Task instructions:
Copy out the material below word for word, every line of it, but leave out the pictures.

Supplied records:
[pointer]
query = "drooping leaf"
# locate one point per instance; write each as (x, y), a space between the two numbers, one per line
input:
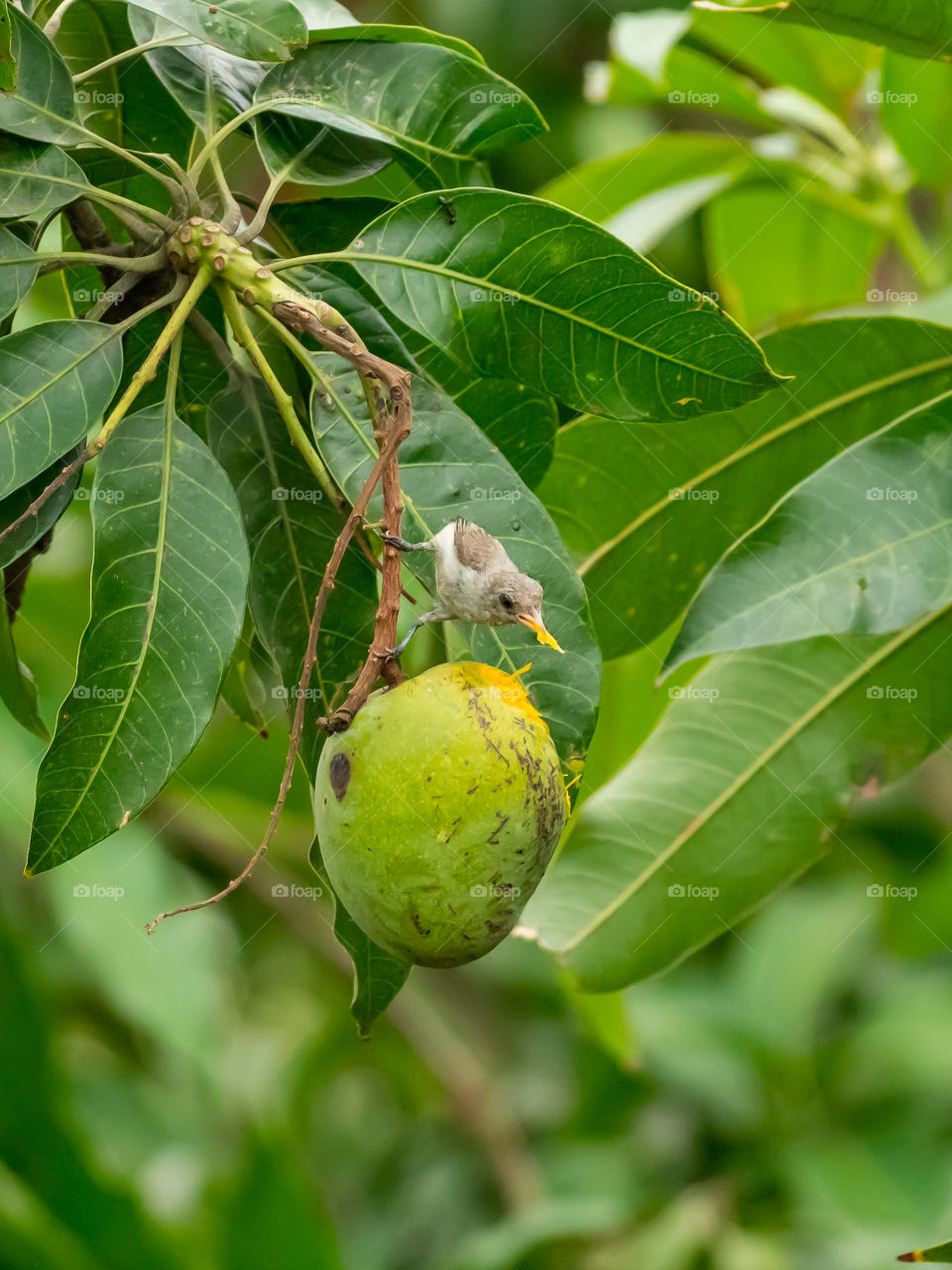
(327, 21)
(644, 191)
(169, 580)
(243, 690)
(17, 688)
(862, 547)
(17, 503)
(36, 180)
(370, 93)
(524, 290)
(652, 509)
(921, 28)
(520, 420)
(249, 28)
(8, 63)
(291, 530)
(56, 380)
(16, 280)
(448, 468)
(738, 790)
(41, 105)
(819, 254)
(379, 975)
(189, 71)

The result:
[pointer]
query = "drooping leaf"
# locate one point per instance; write each as (x, y), a space between the two numbers, one per line
input:
(327, 21)
(644, 191)
(169, 580)
(243, 690)
(17, 688)
(862, 547)
(17, 503)
(36, 180)
(370, 93)
(524, 290)
(652, 509)
(921, 28)
(520, 420)
(249, 28)
(8, 63)
(291, 530)
(56, 380)
(16, 280)
(448, 468)
(738, 790)
(41, 105)
(819, 254)
(379, 975)
(189, 71)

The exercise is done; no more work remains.